__Dataset rows__.
--- Begin ---

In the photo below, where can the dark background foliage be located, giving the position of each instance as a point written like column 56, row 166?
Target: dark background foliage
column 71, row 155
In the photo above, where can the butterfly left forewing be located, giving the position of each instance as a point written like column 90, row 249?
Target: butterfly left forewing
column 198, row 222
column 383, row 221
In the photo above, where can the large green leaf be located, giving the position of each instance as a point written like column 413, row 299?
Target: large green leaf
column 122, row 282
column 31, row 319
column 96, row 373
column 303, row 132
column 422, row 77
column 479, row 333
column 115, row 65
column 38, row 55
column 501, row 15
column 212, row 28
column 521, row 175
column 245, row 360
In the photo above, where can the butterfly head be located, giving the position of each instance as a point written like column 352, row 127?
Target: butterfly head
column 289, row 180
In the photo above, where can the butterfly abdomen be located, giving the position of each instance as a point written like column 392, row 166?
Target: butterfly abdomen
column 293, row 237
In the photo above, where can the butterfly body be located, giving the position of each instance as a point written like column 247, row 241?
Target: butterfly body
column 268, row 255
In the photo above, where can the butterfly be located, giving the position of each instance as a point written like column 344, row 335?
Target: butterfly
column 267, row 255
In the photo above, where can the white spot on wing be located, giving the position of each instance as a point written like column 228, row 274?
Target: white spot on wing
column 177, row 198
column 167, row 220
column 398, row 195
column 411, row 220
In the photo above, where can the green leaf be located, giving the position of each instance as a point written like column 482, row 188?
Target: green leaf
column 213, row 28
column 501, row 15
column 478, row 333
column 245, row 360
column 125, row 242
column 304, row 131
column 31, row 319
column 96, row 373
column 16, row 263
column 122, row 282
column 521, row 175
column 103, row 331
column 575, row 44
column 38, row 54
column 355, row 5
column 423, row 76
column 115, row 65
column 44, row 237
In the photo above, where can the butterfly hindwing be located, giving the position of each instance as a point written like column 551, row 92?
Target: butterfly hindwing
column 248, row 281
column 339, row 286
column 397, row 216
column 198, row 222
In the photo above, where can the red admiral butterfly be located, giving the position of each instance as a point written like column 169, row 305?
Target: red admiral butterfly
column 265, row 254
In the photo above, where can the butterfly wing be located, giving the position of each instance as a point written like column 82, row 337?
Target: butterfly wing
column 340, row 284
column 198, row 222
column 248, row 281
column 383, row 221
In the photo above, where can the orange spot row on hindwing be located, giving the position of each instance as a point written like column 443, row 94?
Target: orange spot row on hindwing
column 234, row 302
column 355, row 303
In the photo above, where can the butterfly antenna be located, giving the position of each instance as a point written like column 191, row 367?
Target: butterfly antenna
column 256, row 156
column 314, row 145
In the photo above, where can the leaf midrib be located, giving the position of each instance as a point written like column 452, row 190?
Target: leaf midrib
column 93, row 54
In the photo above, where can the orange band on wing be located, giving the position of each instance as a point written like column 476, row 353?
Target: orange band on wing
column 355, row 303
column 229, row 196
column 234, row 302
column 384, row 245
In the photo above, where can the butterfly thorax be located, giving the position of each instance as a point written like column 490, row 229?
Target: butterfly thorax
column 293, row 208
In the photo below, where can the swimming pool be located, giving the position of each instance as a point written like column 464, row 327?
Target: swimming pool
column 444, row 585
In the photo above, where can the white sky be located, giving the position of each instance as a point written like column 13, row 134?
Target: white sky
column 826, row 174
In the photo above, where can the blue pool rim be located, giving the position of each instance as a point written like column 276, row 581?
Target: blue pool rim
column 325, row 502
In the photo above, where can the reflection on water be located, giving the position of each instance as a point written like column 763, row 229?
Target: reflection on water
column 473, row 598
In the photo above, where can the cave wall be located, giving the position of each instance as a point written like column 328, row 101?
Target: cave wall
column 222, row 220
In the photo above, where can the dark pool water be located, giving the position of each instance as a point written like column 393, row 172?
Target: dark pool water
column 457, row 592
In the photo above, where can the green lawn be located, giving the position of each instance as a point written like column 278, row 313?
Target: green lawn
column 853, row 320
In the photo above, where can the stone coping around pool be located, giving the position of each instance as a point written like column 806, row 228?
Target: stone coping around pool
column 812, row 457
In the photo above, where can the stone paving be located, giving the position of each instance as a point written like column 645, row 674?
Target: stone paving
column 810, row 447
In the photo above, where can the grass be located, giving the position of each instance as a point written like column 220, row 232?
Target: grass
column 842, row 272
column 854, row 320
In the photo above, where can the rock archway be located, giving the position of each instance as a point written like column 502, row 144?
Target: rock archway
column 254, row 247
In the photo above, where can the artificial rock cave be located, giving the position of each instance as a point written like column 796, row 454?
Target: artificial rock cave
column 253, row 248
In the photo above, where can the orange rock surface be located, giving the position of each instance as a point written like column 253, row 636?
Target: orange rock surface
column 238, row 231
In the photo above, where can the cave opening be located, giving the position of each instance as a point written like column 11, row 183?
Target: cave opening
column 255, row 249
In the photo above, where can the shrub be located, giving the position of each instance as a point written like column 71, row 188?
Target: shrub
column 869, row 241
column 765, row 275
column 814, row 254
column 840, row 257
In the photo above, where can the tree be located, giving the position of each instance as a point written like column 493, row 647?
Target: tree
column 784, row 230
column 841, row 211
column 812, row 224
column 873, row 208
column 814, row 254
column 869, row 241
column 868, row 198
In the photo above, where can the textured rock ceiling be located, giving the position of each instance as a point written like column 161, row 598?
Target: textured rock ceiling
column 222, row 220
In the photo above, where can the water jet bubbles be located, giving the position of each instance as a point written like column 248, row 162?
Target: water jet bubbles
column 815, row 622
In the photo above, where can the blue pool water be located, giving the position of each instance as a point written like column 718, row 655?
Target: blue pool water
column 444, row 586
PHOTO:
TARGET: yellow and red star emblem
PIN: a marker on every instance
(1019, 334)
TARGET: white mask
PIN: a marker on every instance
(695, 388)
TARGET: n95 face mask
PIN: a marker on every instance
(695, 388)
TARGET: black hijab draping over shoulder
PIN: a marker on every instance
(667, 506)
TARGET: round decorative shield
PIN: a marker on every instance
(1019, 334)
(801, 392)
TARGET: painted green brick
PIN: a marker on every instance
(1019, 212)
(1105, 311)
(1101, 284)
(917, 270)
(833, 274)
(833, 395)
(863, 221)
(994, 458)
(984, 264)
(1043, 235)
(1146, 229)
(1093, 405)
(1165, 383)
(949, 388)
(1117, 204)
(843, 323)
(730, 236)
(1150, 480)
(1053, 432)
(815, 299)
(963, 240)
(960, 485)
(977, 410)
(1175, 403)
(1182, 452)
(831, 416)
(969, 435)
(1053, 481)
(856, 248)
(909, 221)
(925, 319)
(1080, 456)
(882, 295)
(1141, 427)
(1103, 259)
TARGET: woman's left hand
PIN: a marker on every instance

--- End ---

__Written task__. Could you format all of the data above as a numbered list, one entry per line, leaving out any blank lines?

__Response for this exercise__.
1. In the photo below, where can the dark background foliage be located, giving the position of each instance as a point written like column 56, row 166?
2. Target: dark background foliage
3. column 71, row 155
4. In the photo above, where can the butterfly left forewing be located, giving the position of each instance as a point written like column 90, row 249?
5. Target: butterfly left forewing
6. column 198, row 222
7. column 383, row 221
8. In the photo above, where can the large green leaf be located, giving the position of each instance as a point written like column 413, row 299?
9. Target: large green leaf
10. column 122, row 282
11. column 31, row 319
12. column 96, row 373
13. column 303, row 132
14. column 422, row 77
15. column 479, row 333
16. column 115, row 65
17. column 38, row 55
18. column 501, row 15
19. column 212, row 28
20. column 521, row 175
21. column 245, row 360
22. In the photo above, where can the butterfly head be located, giving the position of each instance as a point written like column 352, row 127?
23. Target: butterfly head
24. column 289, row 180
25. In the photo above, where can the butterfly abdomen be located, giving the position of each instance as a point written like column 392, row 166?
26. Target: butterfly abdomen
27. column 293, row 237
28. In the photo above, where can the butterfly body be located, giving the position of each instance as a point written like column 247, row 241?
29. Target: butterfly body
30. column 268, row 255
31. In the photo above, where can the butterfly be located, giving the position of each instance as a point written like column 344, row 335?
32. Target: butterfly
33. column 267, row 255
34. In the photo above, where can the white spot on wing be located, giving the position of each instance as a point written like column 228, row 274?
35. Target: white spot on wing
36. column 177, row 198
37. column 167, row 220
38. column 398, row 195
39. column 411, row 220
40. In the photo above, where can the green leaf be located, giving the position of each instance as a point written like column 482, row 188?
41. Target: green leaf
42. column 213, row 28
43. column 501, row 15
44. column 478, row 333
45. column 245, row 360
46. column 125, row 242
47. column 304, row 131
48. column 31, row 319
49. column 96, row 373
50. column 16, row 263
51. column 122, row 282
52. column 521, row 175
53. column 103, row 331
54. column 575, row 44
55. column 38, row 54
56. column 355, row 5
57. column 423, row 76
58. column 115, row 65
59. column 44, row 237
60. In the photo above, where can the butterfly hindwing be located, giving the position of each instance as a point written like column 551, row 92?
61. Target: butterfly hindwing
62. column 248, row 281
63. column 339, row 286
64. column 397, row 216
65. column 198, row 222
66. In the photo above, where can the red admiral butterfly be located, giving the position of each instance as a point written like column 169, row 305?
67. Target: red admiral butterfly
68. column 265, row 254
69. In the photo above, where can the butterfly wing be located, giving the position of each instance as a point written like column 82, row 337?
70. Target: butterfly wing
71. column 340, row 284
72. column 198, row 222
73. column 248, row 281
74. column 383, row 221
75. In the photo above, where can the orange spot row on hindwing be located, giving the position of each instance as a point written like column 443, row 94?
76. Target: orange spot row on hindwing
77. column 234, row 302
78. column 355, row 303
79. In the photo above, where can the butterfly antenna be located, giving the position of each instance as a point written like column 191, row 367?
80. Target: butterfly antenna
81. column 256, row 156
82. column 314, row 145
83. In the photo above, where can the leaf midrib be located, giving the position of each instance as a point written like column 452, row 190?
84. Target: leaf midrib
85. column 93, row 54
86. In the photo above, where can the orange band on wing be located, giving the position of each instance as a point written like column 476, row 353?
87. Target: orange band on wing
88. column 355, row 303
89. column 229, row 196
90. column 234, row 302
91. column 384, row 245
92. In the photo above, where can the butterfly thorax be located, giving the position of each instance as a point written like column 490, row 229?
93. Target: butterfly thorax
94. column 293, row 208
95. In the photo below, where can the swimming pool be located, giving the position of each instance as a point written like column 464, row 327?
96. Target: swimming pool
97. column 444, row 585
98. In the photo above, where can the white sky be located, giving the position of each instance as a point written like column 13, row 134?
99. Target: white sky
100. column 826, row 174
101. In the photo above, where can the blue pool rim be located, giving the position of each instance as a point written like column 276, row 581?
102. Target: blue pool rim
103. column 325, row 502
104. In the photo above, where can the reflection on water be located, giving the position of each instance as a point written like column 763, row 229?
105. Target: reflection on water
106. column 473, row 598
107. In the photo above, where can the cave wall be located, giving the position of each instance as a point written like column 328, row 101?
108. Target: cave wall
109. column 222, row 220
110. In the photo above, where can the dark pool water be located, giving the position of each instance as a point written like column 393, row 172?
111. Target: dark pool water
112. column 457, row 592
113. In the photo above, where can the green lawn be located, giving the position of each instance as a point written like column 278, row 313?
114. Target: green lawn
115. column 853, row 320
116. In the photo above, where can the stone coping around pool be located, giving the position of each instance as a point written like column 806, row 228?
117. Target: stone coping around pool
118. column 812, row 457
119. In the photo above, where can the stone paving be located, giving the position of each instance as a point written like column 645, row 674?
120. Target: stone paving
121. column 810, row 447
122. In the photo above, where can the grass be located, giving the position of each instance as a point written like column 220, row 232?
123. Target: grass
124. column 842, row 272
125. column 854, row 320
126. In the photo above, where can the rock archway be located, giving the position of each instance as a point written like column 502, row 144?
127. Target: rock archway
128. column 254, row 247
129. In the photo above, where can the artificial rock cave be located, giving the position of each instance as a point written like column 796, row 454?
130. Target: artificial rock cave
131. column 253, row 248
132. In the photo above, where can the orange rock surface be located, giving the position of each instance as a point written like column 253, row 636?
133. Target: orange rock surface
134. column 238, row 231
135. In the photo above, where can the cave opening be located, giving the position of each instance as a point written like column 11, row 183?
136. Target: cave opening
137. column 255, row 249
138. In the photo above, where can the shrub be located, giving the position of each instance as a point written like column 71, row 188?
139. Target: shrub
140. column 869, row 241
141. column 765, row 275
142. column 814, row 254
143. column 840, row 257
144. In the photo above, where can the tree be located, giving the position of each instance as a point written like column 493, row 647?
145. Target: tree
146. column 784, row 230
147. column 841, row 211
148. column 812, row 224
149. column 873, row 208
150. column 814, row 254
151. column 869, row 241
152. column 868, row 198
153. In the photo above, where can the textured rock ceiling be located, giving the position of each instance as a point written like column 161, row 598?
154. Target: textured rock ceiling
155. column 222, row 220
156. In the photo above, where can the water jet bubbles be located, giving the position of each instance as a point written like column 248, row 162?
157. Target: water jet bubbles
158. column 815, row 622
159. In the photo above, where can the blue pool water be located, giving the position of each instance as a point written like column 718, row 655?
160. Target: blue pool water
161. column 444, row 586
162. PHOTO:
163. TARGET: yellow and red star emblem
164. PIN: a marker on every instance
165. (1019, 334)
166. TARGET: white mask
167. PIN: a marker on every instance
168. (695, 388)
169. TARGET: n95 face mask
170. PIN: a marker on every instance
171. (695, 388)
172. TARGET: black hijab draping over shoulder
173. PIN: a marker on every instance
174. (667, 506)
175. TARGET: round decorative shield
176. PIN: a marker on every instance
177. (1019, 334)
178. (801, 392)
179. TARGET: painted green brick
180. PIN: a marker on every instance
181. (1019, 212)
182. (1105, 311)
183. (1101, 284)
184. (917, 270)
185. (833, 274)
186. (833, 395)
187. (863, 221)
188. (994, 458)
189. (984, 264)
190. (1043, 235)
191. (1146, 229)
192. (1093, 405)
193. (1165, 383)
194. (949, 388)
195. (1117, 204)
196. (843, 323)
197. (730, 236)
198. (1150, 480)
199. (1053, 432)
200. (815, 299)
201. (963, 240)
202. (960, 485)
203. (977, 410)
204. (1175, 403)
205. (1182, 452)
206. (831, 416)
207. (969, 435)
208. (1053, 481)
209. (856, 248)
210. (909, 221)
211. (925, 319)
212. (1080, 456)
213. (882, 295)
214. (1141, 427)
215. (1103, 259)
216. TARGET: woman's left hand
217. PIN: a marker on every instance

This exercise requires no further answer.